*Задание 1*. Пожалуйста, перепишите из текста об Эйнштейне отрывок от слов «Среди участников конгресса» до слов «ревизионистов и критиков.» включительно.
*Задание 2*. Назовите всех коллег Эйнштейна, которые, согласно тексту об Эйнштейне, прилетели в Берн из Института перспективных исследований помимо Брурии Кауфман.

───── Исходный текст ─────

На заседании Физического общества Западного Берлина 18 марта 1955 года с докладом «Альберт Эйнштейн и световые кванты» выступил его верный друг и почитатель Макс Борн. Эйнштейну к тому времени оставалось прожить только один месяц. Борн описал положение в научном мире, в которое автор теории относительности попал в результате безуспешных поисков единой теории поля и отказа от статистической интерпретации квантовой механики: «Тем самым Эйнштейн оказался в изоляции, которая была бы трагической, если бы не его радостный, оптимистический темперамент, который охранял его от горечи. Он ведь всегда был одиночкой. Он стремился к познанию ради собственного удовлетворения, а не для материальных выгод или славы. Трагедия его жизни есть трагедия нашей науки в целом, трагедия злоупотребления наукой в политической борьбе народов»4.
Следующим мероприятием юбилейного года стал Международный конгресс по общей теории относительности и космологии, собравшийся в Берне. Когда Вольфганг Паули 11 июля 1955 года открывал первое заседание, Эйнштейна уже не было в живых. Паули предложил рассматривать конгресс как прощание с великим физиком.
Среди участников конгресса было немало друзей и соратников автора теории относительности, например Макс Борн, Макс фон Лауэ, Эрвин Фройндлих… О совместной работе с Мастером доложила участникам конгресса последняя ассистентка Эйнштейна Брурия Кауфман, приехавшая на конгресс из Принстона. Кроме неё из Института перспективных исследований, где до конца своих дней работал Эйнштейн, в Берн прилетели другие коллеги учёного: Валентин Баргман, Герман Вейль, Юджин Вигнер, рассказавшие о своих встречах и беседах с принстонским мудрецом в последние месяцы его жизни. Все они, как и Паули, воспринимали уход Эйнштейна как поворотный момент в истории физики.
Со временем шок от потери признанного лидера теоретической физики прошёл; у тех, кто недолюбливал, не очень ценил великого учёного или завидовал ему, развязались языки. Настало время ревизионистов и критиков.

───── Записи набора данных ─────

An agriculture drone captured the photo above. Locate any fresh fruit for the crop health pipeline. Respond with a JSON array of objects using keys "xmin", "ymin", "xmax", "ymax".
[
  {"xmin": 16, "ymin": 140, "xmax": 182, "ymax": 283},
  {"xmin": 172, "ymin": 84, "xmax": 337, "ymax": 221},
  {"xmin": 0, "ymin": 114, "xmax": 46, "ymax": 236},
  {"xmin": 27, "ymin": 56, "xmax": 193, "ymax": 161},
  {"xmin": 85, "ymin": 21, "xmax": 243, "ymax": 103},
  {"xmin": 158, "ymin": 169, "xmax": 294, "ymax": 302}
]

─────

*Решение задания 1*.
Среди участников конгресса было немало друзей и соратников автора теории относительности, например Макс Борн, Макс фон Лауэ, Эрвин Фройндлих… О совместной работе с Мастером доложила участникам конгресса последняя ассистентка Эйнштейна Брурия Кауфман, приехавшая на конгресс из Принстона. Кроме неё из Института перспективных исследований, где до конца своих дней работал Эйнштейн, в Берн прилетели другие коллеги учёного: Валентин Баргман, Герман Вейль, Юджин Вигнер, рассказавшие о своих встречах и беседах с принстонским мудрецом в последние месяцы его жизни. Все они, как и Паули, воспринимали уход Эйнштейна как поворотный момент в истории физики.
Со временем шок от потери признанного лидера теоретической физики прошёл; у тех, кто недолюбливал, не очень ценил великого учёного или завидовал ему, развязались языки. Настало время ревизионистов и критиков.

*Решение задания 2*. Валентин Баргман, Герман Вейль, Юджин Вигнер.